Could you return all of the records exactly as they stand?
((
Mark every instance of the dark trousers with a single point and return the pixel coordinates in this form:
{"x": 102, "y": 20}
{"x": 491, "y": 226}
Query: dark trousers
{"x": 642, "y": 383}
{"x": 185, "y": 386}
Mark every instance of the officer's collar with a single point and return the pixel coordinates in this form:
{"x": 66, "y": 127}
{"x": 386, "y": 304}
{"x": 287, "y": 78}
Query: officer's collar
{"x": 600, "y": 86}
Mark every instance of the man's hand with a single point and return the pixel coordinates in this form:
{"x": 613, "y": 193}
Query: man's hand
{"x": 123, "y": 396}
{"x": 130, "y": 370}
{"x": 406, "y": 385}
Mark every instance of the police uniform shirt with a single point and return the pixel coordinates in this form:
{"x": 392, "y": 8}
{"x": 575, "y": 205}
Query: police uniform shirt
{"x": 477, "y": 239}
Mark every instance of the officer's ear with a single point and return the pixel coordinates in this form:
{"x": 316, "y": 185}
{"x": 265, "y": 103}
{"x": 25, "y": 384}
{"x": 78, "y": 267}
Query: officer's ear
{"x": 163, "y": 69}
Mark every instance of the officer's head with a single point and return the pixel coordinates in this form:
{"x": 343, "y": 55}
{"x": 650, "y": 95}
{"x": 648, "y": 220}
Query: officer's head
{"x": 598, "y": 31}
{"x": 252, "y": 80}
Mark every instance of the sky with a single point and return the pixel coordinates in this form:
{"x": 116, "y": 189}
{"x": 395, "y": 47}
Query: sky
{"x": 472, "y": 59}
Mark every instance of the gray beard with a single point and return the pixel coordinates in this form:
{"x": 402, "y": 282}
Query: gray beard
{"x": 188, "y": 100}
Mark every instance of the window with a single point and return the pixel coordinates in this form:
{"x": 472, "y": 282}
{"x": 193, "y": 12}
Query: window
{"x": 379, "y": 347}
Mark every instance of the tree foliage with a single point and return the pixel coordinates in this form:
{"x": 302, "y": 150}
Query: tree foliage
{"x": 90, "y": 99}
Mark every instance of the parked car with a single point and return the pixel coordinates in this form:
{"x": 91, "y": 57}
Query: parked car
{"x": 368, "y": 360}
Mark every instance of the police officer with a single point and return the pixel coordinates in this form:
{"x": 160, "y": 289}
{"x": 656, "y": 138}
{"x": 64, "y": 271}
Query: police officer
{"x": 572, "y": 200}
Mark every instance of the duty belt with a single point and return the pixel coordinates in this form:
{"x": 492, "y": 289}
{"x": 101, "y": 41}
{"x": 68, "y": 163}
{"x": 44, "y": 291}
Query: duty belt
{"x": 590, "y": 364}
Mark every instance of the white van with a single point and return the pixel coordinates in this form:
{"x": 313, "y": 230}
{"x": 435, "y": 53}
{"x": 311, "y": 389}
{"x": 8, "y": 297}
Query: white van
))
[ANSWER]:
Mark every instance of the dark trousers with a single point and return the pixel coordinates in this form:
{"x": 102, "y": 20}
{"x": 491, "y": 226}
Query: dark trousers
{"x": 642, "y": 383}
{"x": 185, "y": 386}
Mark every instance of the officer's collar with a single point and return the pixel coordinates in this form:
{"x": 66, "y": 127}
{"x": 386, "y": 304}
{"x": 287, "y": 78}
Query: officer's collar
{"x": 600, "y": 86}
Mark every instance of the man's hand with a single point and return the pixel coordinates in this form:
{"x": 613, "y": 193}
Query: man's hand
{"x": 123, "y": 396}
{"x": 130, "y": 370}
{"x": 406, "y": 385}
Mark every instance of the police uniform shirt with a single point and return the pixel coordinates in this form:
{"x": 392, "y": 8}
{"x": 575, "y": 205}
Query: police uniform shirt
{"x": 477, "y": 239}
Mark every instance of the officer's ear with a single point and return the pixel coordinates in this form:
{"x": 316, "y": 185}
{"x": 265, "y": 103}
{"x": 25, "y": 384}
{"x": 78, "y": 267}
Query: officer's ear
{"x": 163, "y": 69}
Mark every instance of the officer's head with a single point and return the pixel coordinates in this form:
{"x": 343, "y": 55}
{"x": 650, "y": 95}
{"x": 648, "y": 220}
Query: officer's head
{"x": 598, "y": 31}
{"x": 252, "y": 80}
Mark every instance of the sky with a single point and return the pixel coordinates in this form:
{"x": 116, "y": 189}
{"x": 395, "y": 47}
Query: sky
{"x": 472, "y": 59}
Mark every instance of the gray beard with a single point and return the pixel coordinates in this form:
{"x": 402, "y": 282}
Query: gray beard
{"x": 188, "y": 100}
Mark every instance of the window with a single point and return the pixel coordinates in this form:
{"x": 472, "y": 282}
{"x": 193, "y": 12}
Query: window
{"x": 379, "y": 347}
Mark every instance of the tree foliage with a single point and return the pixel coordinates in this form:
{"x": 302, "y": 150}
Query: tree foliage
{"x": 90, "y": 99}
Mark every instance of the parked car with a single point and return the pixel coordinates in this form:
{"x": 91, "y": 57}
Query: parked car
{"x": 368, "y": 360}
Mark every instance of the police officer with a single point and return the pixel coordinates in this form:
{"x": 160, "y": 289}
{"x": 656, "y": 138}
{"x": 64, "y": 271}
Query: police officer
{"x": 572, "y": 200}
Mark every instance of the duty belt with a single point and return the pixel coordinates in this form:
{"x": 492, "y": 289}
{"x": 101, "y": 41}
{"x": 68, "y": 163}
{"x": 44, "y": 291}
Query: duty belt
{"x": 590, "y": 364}
Mark every instance of the white van with a single point and return the pixel coordinates in this form:
{"x": 313, "y": 230}
{"x": 435, "y": 53}
{"x": 311, "y": 389}
{"x": 8, "y": 297}
Query: white van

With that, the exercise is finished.